No fim de 1911, o ser humano enfim registrou a conquista do Polo Sul. A Antártida, o continente mais misterioso do planeta, descoberto pelos europeus há meros 200 anos e pelos maoris, possivelmente, há 1.300 anos, era uma das últimas fronteiras a ser exploradas.

O Polo Norte fora atingido pouco antes, em 1909. Agora, todos os continentes estavam dominados. África, Ásia, Europa, Oceania, América, Antártida, Terra de Crocker.

Oi? Terra de quem? Pois é. Naqueles tempos, muitas das pessoas e instituições mais respeitadas do mundo acreditavam na existência desse lugar.

Eis o que o New York Times noticiou em 27 de novembro de 1909: "Uma expedição para explorar a Terra de Crocker, o território descoberto pelo Comandante Peary em sua expedição de 1906, terá início no próximo mês de julho, segundo o professor Donald B. McMillan, que fazia parte da equipe de Peary".

Com a conquista dos dois polos, a era das grandes explorações chegou ao fim, mas ainda havia vastidões a serem mapeadas. Boas partes desconhecidas da Amazônia e do Himalaia, por exemplo, e a tal Terra de Crocker, um pequeno continente (ou uma gigantesca ilha) situado entre a Groenlândia e o Polo Norte.

================================

= Tarefa proposta a =
Enumere todos os nomes da lista de continentes que o trecho dá como dominados.
O trecho e as linhas de dados não têm relação entre si.

= Dados fornecidos =
================================

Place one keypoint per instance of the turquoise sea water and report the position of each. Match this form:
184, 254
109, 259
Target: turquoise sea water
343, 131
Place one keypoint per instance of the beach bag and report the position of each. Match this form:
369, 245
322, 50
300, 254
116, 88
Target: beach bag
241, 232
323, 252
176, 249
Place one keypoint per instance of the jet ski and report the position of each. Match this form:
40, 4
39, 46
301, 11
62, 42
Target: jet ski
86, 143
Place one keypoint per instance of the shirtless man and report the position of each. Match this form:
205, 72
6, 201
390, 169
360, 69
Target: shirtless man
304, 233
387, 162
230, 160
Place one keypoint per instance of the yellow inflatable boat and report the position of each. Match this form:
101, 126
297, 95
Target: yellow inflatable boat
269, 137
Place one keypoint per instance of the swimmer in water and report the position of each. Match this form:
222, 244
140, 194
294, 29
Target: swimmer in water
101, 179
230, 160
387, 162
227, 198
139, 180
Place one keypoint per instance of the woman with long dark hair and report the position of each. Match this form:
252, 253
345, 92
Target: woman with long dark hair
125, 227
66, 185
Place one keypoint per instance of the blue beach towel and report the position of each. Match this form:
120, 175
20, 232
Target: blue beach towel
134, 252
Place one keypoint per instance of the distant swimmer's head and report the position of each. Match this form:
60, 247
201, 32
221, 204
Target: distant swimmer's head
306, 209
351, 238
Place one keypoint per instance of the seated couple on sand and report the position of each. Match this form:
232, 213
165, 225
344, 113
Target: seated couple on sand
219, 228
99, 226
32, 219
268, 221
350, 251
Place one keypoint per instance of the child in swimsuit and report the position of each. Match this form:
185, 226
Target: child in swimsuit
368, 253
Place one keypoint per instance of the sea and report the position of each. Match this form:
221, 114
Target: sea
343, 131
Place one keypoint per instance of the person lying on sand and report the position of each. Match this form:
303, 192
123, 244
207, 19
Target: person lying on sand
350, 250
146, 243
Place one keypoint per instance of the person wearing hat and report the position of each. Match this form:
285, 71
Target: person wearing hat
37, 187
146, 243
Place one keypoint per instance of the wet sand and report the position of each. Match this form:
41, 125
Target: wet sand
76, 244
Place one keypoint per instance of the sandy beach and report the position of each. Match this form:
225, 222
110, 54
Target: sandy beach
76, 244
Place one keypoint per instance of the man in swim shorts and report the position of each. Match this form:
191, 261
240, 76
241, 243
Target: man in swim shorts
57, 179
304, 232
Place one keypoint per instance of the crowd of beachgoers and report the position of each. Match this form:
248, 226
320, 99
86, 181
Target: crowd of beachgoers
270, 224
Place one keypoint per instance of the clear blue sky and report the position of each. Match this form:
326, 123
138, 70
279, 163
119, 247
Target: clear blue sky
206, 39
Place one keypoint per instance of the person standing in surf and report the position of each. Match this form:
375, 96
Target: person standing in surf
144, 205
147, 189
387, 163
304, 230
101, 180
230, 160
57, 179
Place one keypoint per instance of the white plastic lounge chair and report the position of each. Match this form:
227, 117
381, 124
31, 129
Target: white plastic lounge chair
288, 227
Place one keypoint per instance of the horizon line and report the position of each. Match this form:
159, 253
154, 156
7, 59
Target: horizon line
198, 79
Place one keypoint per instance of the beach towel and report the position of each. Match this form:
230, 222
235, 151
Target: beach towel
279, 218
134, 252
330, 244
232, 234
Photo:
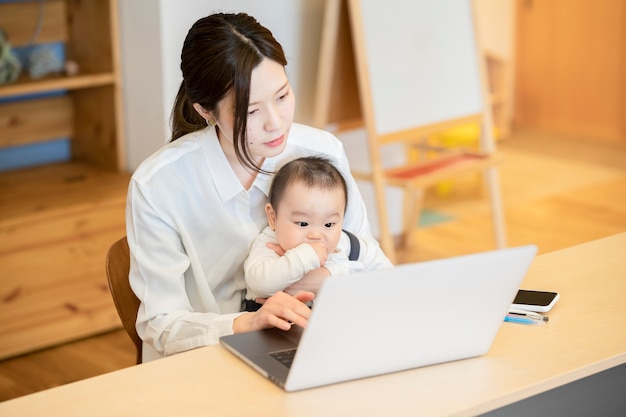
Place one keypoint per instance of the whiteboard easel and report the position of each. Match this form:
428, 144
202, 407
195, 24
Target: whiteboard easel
405, 70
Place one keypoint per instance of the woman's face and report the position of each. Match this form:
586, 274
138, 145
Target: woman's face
270, 112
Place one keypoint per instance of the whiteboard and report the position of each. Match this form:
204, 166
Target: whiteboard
421, 59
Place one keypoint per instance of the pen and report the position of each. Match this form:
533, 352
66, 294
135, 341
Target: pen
527, 314
526, 318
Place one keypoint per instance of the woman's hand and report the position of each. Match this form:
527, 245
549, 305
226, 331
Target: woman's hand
281, 310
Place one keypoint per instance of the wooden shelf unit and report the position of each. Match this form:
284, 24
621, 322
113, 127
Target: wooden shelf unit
57, 221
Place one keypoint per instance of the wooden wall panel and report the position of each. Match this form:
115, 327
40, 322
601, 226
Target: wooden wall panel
570, 71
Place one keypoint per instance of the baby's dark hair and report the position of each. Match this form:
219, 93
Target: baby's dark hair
312, 171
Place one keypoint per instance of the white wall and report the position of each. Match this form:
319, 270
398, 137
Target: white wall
152, 34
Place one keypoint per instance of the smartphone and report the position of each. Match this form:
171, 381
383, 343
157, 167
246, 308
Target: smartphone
539, 301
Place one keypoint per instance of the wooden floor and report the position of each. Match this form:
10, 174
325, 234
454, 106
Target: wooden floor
557, 192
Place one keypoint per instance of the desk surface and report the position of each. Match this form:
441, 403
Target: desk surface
585, 335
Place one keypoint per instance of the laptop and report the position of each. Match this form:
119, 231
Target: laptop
389, 320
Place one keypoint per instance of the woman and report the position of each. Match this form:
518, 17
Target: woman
196, 205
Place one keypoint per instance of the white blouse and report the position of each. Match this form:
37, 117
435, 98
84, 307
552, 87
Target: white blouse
190, 224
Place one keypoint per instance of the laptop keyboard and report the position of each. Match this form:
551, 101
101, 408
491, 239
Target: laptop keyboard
284, 356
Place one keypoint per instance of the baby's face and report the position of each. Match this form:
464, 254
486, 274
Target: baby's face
307, 215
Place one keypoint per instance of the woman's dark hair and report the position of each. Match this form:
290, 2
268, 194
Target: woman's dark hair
312, 171
218, 56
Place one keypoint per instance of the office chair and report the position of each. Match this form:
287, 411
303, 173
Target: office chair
126, 302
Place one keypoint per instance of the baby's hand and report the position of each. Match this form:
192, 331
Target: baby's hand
276, 248
321, 251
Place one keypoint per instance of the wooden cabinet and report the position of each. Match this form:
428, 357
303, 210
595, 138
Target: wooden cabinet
58, 220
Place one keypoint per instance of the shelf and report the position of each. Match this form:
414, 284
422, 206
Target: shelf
24, 85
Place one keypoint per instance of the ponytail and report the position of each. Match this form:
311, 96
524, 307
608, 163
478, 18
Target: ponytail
184, 119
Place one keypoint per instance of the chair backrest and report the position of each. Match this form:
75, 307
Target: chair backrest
126, 302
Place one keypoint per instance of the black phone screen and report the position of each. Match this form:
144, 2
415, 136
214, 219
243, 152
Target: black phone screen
536, 298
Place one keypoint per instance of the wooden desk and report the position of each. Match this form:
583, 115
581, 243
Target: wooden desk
586, 335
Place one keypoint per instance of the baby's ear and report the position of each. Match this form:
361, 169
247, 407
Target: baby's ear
271, 216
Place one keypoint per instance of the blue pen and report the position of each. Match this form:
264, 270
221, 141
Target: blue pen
523, 320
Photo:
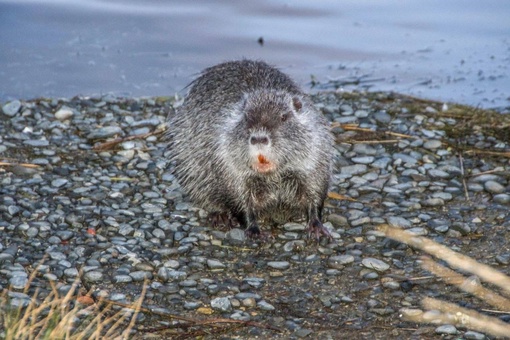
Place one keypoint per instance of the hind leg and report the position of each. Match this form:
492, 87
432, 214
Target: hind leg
222, 219
315, 226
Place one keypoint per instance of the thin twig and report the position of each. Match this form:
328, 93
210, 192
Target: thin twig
454, 259
464, 184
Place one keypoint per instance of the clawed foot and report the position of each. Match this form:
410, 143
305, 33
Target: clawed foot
316, 229
254, 232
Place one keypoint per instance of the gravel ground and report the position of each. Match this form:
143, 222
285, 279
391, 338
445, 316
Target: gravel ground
113, 216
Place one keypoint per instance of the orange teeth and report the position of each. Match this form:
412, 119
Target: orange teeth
263, 160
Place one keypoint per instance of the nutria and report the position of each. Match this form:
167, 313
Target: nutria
249, 144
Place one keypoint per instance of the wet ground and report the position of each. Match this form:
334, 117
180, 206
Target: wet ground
455, 51
109, 215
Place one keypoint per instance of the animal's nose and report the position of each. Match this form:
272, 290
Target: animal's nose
259, 140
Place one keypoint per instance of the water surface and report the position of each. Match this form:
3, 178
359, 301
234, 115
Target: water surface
457, 50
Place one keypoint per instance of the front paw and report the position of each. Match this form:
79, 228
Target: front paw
316, 229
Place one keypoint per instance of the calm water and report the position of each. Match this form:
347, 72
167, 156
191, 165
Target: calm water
456, 50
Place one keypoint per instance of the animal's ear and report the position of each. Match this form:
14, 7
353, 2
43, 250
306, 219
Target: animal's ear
297, 104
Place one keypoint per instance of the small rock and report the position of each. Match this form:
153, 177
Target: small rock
10, 109
446, 329
494, 187
221, 304
93, 276
338, 220
64, 113
376, 264
105, 132
432, 144
215, 264
382, 117
281, 265
400, 222
265, 305
502, 199
351, 170
338, 261
474, 335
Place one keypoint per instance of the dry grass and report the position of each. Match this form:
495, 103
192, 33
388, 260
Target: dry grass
442, 312
66, 316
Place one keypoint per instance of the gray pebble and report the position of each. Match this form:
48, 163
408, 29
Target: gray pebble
105, 132
502, 198
376, 264
10, 109
433, 202
59, 182
352, 170
436, 173
338, 261
265, 305
446, 329
397, 221
64, 113
432, 144
93, 276
215, 264
221, 304
382, 117
280, 265
471, 335
363, 160
494, 187
36, 142
19, 280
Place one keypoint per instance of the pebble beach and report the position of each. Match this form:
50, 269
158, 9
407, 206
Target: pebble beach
87, 194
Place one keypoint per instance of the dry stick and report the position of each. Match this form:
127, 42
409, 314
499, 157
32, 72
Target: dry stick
464, 184
387, 141
196, 322
137, 306
109, 144
454, 259
467, 285
355, 127
493, 153
26, 165
337, 196
469, 318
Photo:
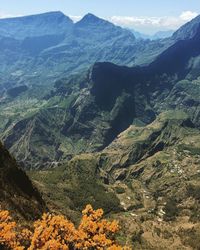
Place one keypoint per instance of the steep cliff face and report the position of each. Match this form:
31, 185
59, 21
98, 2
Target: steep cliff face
17, 193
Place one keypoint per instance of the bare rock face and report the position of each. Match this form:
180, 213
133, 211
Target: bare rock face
17, 193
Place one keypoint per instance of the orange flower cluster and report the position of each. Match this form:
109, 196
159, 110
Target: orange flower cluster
57, 233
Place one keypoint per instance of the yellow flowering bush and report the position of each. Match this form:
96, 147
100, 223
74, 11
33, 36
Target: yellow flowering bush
55, 232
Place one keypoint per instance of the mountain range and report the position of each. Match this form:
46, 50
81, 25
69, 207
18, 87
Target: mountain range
104, 118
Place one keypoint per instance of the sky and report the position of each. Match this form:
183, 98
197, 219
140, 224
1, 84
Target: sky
147, 16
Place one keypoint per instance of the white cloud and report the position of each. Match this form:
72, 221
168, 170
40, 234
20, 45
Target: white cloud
75, 18
188, 15
149, 24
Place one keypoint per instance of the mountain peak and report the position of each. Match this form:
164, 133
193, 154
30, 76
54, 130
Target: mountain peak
91, 18
189, 30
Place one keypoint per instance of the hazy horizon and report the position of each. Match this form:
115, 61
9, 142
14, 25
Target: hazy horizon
146, 17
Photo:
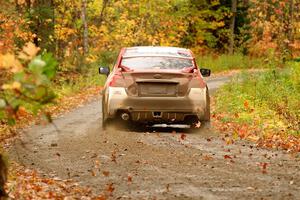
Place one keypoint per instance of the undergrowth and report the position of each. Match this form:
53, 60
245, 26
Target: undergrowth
268, 100
228, 62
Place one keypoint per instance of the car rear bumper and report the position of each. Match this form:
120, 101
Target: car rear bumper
153, 109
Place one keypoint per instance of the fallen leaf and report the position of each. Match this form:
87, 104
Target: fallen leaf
227, 157
110, 188
105, 173
182, 136
129, 179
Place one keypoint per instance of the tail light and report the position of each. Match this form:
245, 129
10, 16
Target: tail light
117, 80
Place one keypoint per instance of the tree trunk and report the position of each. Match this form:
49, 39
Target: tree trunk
104, 5
232, 26
85, 27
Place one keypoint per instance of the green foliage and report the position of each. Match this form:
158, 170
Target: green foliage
227, 62
269, 98
30, 89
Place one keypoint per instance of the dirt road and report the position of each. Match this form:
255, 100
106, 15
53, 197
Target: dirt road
156, 164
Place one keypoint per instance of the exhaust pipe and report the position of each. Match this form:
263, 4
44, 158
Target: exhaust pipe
125, 116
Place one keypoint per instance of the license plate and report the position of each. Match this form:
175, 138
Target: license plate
151, 89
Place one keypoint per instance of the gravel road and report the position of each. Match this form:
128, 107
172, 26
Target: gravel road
156, 163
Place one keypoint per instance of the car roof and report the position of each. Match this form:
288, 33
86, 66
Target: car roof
155, 51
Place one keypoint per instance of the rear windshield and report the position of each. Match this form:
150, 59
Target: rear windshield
145, 63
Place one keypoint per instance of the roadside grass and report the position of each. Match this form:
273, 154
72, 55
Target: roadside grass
71, 84
268, 101
226, 62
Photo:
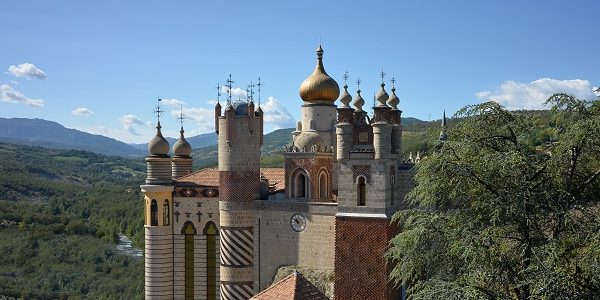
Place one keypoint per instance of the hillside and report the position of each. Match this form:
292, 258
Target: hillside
60, 213
38, 132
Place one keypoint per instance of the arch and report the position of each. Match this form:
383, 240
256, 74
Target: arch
323, 184
361, 191
300, 184
166, 212
189, 230
153, 213
211, 231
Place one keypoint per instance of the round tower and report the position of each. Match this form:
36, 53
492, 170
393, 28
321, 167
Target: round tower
158, 201
239, 181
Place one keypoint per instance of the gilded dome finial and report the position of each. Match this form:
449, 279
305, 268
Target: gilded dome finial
319, 87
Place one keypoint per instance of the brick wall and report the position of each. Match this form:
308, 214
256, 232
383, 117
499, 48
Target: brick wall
361, 270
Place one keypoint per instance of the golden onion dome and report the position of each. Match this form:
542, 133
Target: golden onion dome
319, 87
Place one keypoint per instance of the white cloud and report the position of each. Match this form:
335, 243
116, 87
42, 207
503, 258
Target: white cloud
8, 94
27, 70
82, 111
276, 115
173, 102
533, 95
129, 122
235, 92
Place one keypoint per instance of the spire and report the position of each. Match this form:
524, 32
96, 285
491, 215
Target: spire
345, 98
358, 100
443, 135
382, 96
158, 146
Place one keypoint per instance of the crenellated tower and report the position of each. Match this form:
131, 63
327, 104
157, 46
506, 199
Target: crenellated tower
158, 230
239, 142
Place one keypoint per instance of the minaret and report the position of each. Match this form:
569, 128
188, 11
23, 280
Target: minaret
443, 135
158, 201
239, 180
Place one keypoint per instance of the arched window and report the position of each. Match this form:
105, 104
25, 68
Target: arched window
189, 231
361, 191
166, 213
153, 213
211, 232
300, 185
323, 185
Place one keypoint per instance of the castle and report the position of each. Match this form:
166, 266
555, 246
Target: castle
223, 233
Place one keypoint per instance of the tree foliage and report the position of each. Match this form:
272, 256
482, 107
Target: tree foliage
500, 213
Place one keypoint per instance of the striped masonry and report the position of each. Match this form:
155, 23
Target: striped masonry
236, 290
237, 247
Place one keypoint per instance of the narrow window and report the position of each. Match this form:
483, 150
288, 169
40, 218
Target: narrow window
153, 213
323, 185
210, 230
362, 191
189, 232
166, 213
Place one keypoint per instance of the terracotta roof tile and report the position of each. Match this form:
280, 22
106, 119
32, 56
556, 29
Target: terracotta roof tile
293, 287
210, 177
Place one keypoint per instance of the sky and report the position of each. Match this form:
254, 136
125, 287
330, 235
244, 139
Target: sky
99, 66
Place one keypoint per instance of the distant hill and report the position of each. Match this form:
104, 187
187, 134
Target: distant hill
49, 134
197, 141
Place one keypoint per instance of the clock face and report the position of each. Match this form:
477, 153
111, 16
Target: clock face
298, 222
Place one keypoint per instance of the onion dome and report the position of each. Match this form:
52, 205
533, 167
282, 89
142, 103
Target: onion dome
345, 98
158, 145
305, 140
182, 147
382, 96
358, 101
319, 87
394, 100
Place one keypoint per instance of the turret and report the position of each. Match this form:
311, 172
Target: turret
158, 162
239, 182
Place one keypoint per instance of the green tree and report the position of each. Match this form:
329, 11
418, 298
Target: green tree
497, 215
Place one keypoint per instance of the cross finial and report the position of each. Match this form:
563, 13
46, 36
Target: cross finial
259, 85
229, 84
346, 78
181, 116
158, 111
218, 92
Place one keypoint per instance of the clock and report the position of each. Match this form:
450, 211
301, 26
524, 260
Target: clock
298, 222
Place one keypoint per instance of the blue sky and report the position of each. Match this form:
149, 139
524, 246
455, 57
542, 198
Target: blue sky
99, 66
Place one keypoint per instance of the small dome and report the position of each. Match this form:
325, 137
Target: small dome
382, 96
158, 145
394, 100
345, 98
241, 108
305, 140
182, 147
319, 87
358, 101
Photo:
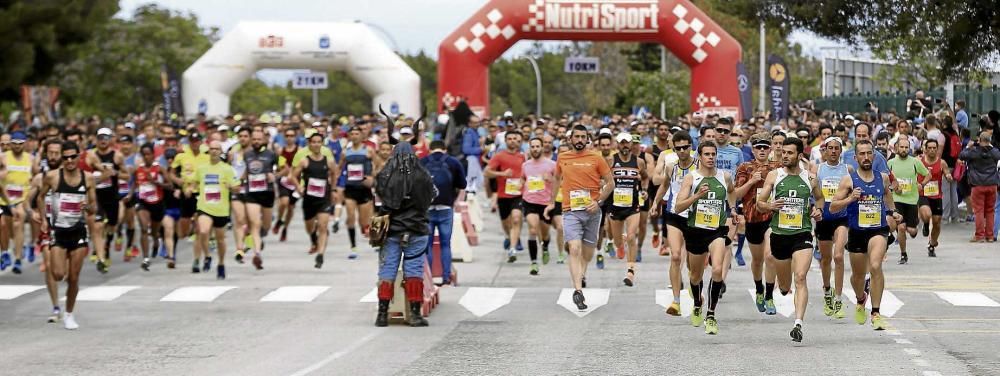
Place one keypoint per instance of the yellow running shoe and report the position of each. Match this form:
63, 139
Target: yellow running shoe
696, 317
711, 326
860, 315
878, 323
674, 309
839, 312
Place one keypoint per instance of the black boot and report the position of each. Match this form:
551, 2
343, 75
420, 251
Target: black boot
382, 319
415, 318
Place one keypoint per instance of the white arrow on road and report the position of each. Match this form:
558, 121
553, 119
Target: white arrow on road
480, 301
595, 298
890, 303
665, 297
785, 305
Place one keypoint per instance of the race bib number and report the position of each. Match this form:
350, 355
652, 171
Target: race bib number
830, 187
213, 195
622, 197
257, 182
147, 193
15, 191
905, 185
579, 199
708, 214
790, 217
316, 187
932, 189
512, 187
869, 215
355, 172
536, 184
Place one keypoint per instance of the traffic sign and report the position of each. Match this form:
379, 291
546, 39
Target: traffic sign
310, 80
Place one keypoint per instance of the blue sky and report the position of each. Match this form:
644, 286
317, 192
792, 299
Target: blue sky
414, 24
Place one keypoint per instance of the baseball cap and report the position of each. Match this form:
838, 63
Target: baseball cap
831, 139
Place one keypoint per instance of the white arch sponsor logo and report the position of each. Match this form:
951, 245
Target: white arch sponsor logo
634, 16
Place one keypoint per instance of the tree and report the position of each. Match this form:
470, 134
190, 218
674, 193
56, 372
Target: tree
40, 34
118, 70
961, 36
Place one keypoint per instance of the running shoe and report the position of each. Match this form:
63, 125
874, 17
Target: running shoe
674, 309
838, 310
696, 317
878, 323
828, 307
860, 314
578, 299
56, 314
629, 276
769, 308
711, 326
796, 333
102, 267
69, 322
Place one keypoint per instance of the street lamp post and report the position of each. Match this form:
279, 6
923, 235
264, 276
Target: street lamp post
538, 85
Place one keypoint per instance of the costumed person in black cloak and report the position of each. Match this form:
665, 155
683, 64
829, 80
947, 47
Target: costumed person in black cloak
406, 190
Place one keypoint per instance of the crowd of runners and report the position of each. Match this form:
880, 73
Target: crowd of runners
592, 188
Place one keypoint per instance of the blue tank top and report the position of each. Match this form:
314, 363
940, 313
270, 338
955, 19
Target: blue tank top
868, 212
357, 165
829, 180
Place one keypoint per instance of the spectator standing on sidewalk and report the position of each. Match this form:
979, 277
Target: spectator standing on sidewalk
449, 178
981, 158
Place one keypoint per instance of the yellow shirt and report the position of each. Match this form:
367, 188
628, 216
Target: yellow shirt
18, 177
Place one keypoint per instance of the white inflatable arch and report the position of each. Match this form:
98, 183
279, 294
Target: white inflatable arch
319, 46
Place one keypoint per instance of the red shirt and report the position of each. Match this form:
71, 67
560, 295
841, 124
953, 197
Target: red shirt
507, 160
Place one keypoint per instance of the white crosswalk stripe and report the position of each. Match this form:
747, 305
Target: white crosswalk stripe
204, 294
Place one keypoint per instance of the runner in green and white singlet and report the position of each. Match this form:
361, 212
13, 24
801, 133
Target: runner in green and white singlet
786, 192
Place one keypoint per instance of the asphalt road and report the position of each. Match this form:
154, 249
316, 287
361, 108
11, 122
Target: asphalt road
497, 321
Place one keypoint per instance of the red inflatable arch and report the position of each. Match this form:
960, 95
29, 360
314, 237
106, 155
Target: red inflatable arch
710, 52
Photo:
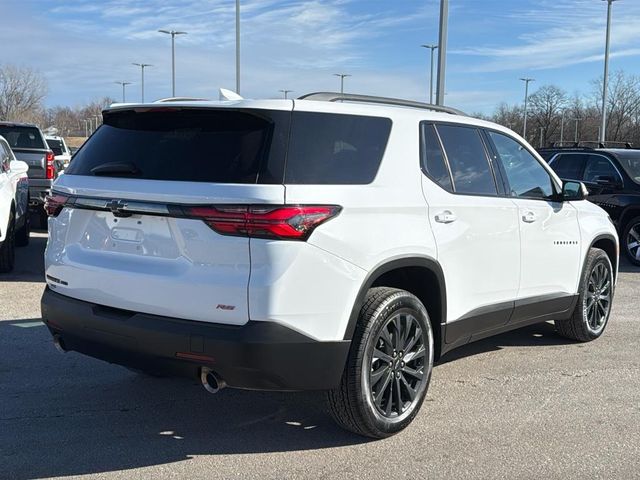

================================

= Tarefa proposta b =
Localize e copie cada linha que contém a palavra "teeth".

= Resposta final a =
África, Ásia, Europa, Oceania, América, Antártida, Terra de Crocker

= Resposta final b =
Place one keypoint per instance of the orange teeth and report the position of each. Match this form:
Target: orange teeth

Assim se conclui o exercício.